- [ФРАГМЕНТ ТЕКСТА]:
Сны у Достоевского - подсознание у Фрейда, даже слова уже почти те же:
Али есть закон природы такой, которого не знаем мы и который кричит в нас? Сон.
Полифония
Случись, что я начну развивать мысль, в которую верую, и почти всегда в конце изложения я сам перестаю верить в излагаемое. Ф. М. Достоевский
И в этом смысле он может быть уподоблен художественному целому в полифонической музыке: пять голосов фуги, последовательно вступающих и развивающихся в контрапунктическом созвучии, напоминают "голосоведение" романа Достоевского. М. М. Бахтин
В соответствии с воззрениями М.Бахтина, эстетико-литературные явления не только отображают жизненную реальность в формах литературы и искусства, но и являются одним из фундаментальных экзистенциально-онтологических оснований самой этой жизненной реальности. М.М.Бахтин глубоко убежден, что эстетические проявления бытия изначально укоренены в различных сферах жизни - в ритуалах культуры, в общении людей, в жизни реального человеческого слова, в интонациях и перебоях голосов, в текстах и произведениях знаковой культуры. По его мнению, эстетическая деятельность собирает «рассеянные смыслы мира» и создает для преходящего эмоциональный эквивалент и ценностную позицию, с которыми преходящее в мире обретает ценностный событийный вес, причастный бытию и вечности.
Эстетико-литературные явления рассматриваются М.Бахтиным как потенциально и реально диалогичные, ибо они рождаются в сопряжениях таких экзистенциально-онтологических категорий как индивидуальное и социокультурное, человеческое и вечное, непосредственно-чувственное и архитектонически-смысловое, интенциальное и «вненаходимое» и др. В понимании М.М.Бахтина эстетическое начало неотделимо от ценностно-этического отношения и поскольку целью, ценностью и посредником эстетически-аксиологического отношения выступает другой человек, то оно диалогично изначально.
Диалогическое мироотношение М.М.Бахтина обогатило ее многими оригинальными понятиями: эстетическое событие (как «событие бытия»), диалогичность и монологичность, вненаходимость, полифония, карнавализация, амбивалентность, фамильярно-смеховая культура, «внутренне убедительное и авторитарное слово», «автономная причастность» и «причастная автономия» искусства, слезный аспект мира и др.

- [ДАННЫЕ ДЛЯ АНАЛИЗА]:

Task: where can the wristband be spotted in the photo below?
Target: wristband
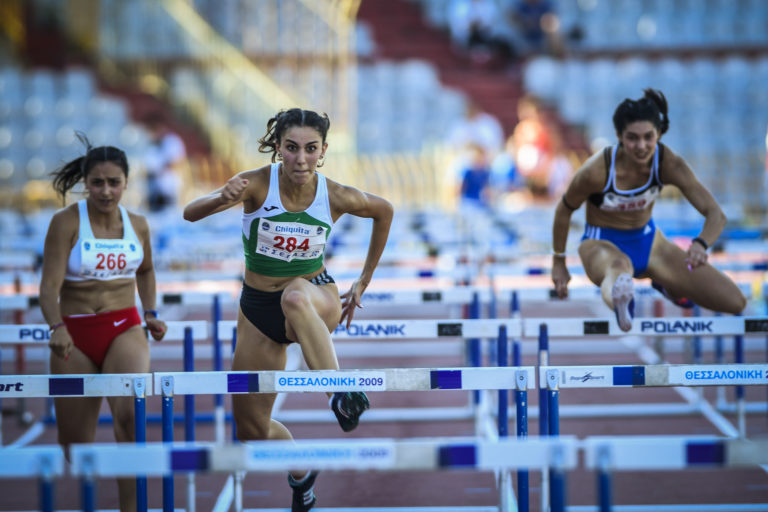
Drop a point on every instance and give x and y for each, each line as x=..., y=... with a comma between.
x=701, y=242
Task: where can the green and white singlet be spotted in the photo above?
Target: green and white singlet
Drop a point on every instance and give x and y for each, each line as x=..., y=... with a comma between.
x=280, y=243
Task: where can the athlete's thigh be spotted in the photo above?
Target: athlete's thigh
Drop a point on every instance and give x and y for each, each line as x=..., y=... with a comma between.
x=324, y=299
x=128, y=353
x=76, y=418
x=704, y=285
x=597, y=256
x=254, y=352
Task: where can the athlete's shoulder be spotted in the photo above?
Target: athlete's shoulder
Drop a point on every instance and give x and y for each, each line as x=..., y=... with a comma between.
x=138, y=220
x=68, y=214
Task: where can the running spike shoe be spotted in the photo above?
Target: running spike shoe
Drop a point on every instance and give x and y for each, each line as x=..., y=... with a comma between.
x=348, y=406
x=623, y=296
x=303, y=492
x=682, y=302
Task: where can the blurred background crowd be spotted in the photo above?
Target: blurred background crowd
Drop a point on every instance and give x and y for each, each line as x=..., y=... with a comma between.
x=489, y=103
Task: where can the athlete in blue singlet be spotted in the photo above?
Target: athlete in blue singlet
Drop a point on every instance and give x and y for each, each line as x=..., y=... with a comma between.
x=288, y=212
x=620, y=241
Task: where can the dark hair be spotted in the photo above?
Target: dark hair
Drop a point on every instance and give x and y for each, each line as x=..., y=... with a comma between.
x=651, y=107
x=278, y=125
x=66, y=176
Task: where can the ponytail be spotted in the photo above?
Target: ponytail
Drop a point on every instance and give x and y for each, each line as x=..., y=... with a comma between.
x=67, y=176
x=651, y=107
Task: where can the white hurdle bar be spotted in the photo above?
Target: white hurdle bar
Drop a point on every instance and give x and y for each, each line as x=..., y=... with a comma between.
x=411, y=329
x=39, y=333
x=398, y=379
x=671, y=326
x=162, y=459
x=404, y=330
x=557, y=454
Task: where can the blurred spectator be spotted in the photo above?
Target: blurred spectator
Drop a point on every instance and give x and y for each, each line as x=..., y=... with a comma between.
x=165, y=156
x=476, y=26
x=477, y=128
x=765, y=187
x=475, y=183
x=505, y=176
x=537, y=25
x=533, y=142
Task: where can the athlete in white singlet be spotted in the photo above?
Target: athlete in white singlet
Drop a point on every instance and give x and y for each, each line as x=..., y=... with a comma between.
x=288, y=212
x=97, y=255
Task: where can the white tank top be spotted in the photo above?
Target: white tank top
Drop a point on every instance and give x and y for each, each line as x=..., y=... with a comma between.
x=103, y=259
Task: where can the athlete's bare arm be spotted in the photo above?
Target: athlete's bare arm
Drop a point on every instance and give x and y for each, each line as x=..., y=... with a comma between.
x=350, y=200
x=146, y=283
x=248, y=187
x=677, y=172
x=59, y=240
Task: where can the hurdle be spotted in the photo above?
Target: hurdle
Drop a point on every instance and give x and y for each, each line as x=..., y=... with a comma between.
x=394, y=331
x=165, y=459
x=597, y=328
x=666, y=375
x=605, y=454
x=136, y=385
x=401, y=379
x=43, y=462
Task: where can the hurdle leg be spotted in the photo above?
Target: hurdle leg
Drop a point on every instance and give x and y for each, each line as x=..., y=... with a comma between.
x=740, y=405
x=87, y=487
x=168, y=490
x=140, y=422
x=189, y=413
x=604, y=479
x=543, y=410
x=218, y=400
x=46, y=485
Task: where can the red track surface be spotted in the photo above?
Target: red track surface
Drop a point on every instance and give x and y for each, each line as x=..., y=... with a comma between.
x=441, y=489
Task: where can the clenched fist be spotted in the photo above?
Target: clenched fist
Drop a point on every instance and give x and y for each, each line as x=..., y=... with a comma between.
x=234, y=189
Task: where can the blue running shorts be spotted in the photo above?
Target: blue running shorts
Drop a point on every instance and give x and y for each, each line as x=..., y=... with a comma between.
x=635, y=243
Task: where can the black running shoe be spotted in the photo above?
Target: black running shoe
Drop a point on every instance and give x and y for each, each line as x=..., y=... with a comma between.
x=348, y=407
x=303, y=492
x=681, y=302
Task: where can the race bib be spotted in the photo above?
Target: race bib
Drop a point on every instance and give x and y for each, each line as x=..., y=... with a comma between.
x=288, y=241
x=109, y=259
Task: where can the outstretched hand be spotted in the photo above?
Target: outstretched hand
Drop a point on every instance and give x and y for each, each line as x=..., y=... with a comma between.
x=350, y=301
x=61, y=343
x=157, y=328
x=560, y=277
x=233, y=190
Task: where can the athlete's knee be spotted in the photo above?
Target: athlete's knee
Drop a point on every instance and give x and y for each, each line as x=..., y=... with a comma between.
x=124, y=425
x=737, y=303
x=250, y=428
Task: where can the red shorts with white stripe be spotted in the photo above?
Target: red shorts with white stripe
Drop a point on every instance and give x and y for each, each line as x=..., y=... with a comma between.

- [ОБ УПРАЖНЕНИИ]: Продолжите, пожалуйста, фрагмент о полифонии у Достоевского и диалогизме Бахтина, начав сразу после его последнего предложения.

- [ПОЛЕ ОТВЕТА]:
Эстетическая система М.М.Бахтина зиждится на глубоком понимании различий монологической и диалогической художественности. Считает, что монологическая эстетика основана на культуре монологического сознания как «научения знающим и обладающим истиной не знающего и ошибающегося», которое утвердилось в европейском мышлении как культура монистического разума. В монологическом романе автор знает все пути решения проблем героев, он их описывает и оценивает как завершенно-определенные и обрамленные «твердой оправой авторского сознания».
В произведениях Достоевского Бахтин прежде всего находит яркий пример диалогичной эстетики - это эстетика «многоголосия» (полифонии), в которой голоса героев уравнены с голосом автора или даже явлены более развернуто и убедительно. Диалогически-полифоническое произведение становится принципиально открытым, свободно-неопределимым, незавершимым «событием бытия» и вследствие этого делается невозможным монологическое авторское сознание - всеведающее, всеоценивающее, всетворящее, завершающе-определяющее.
Эстетика монологического романа традициионно связывается с жанром прозы; эстетика диалогийно-полифонического романа обнаруживает столь богатое идейно-композиционно-художественное содержание, что позволяет рассматривать его своеобразие с точки зрения поэтики.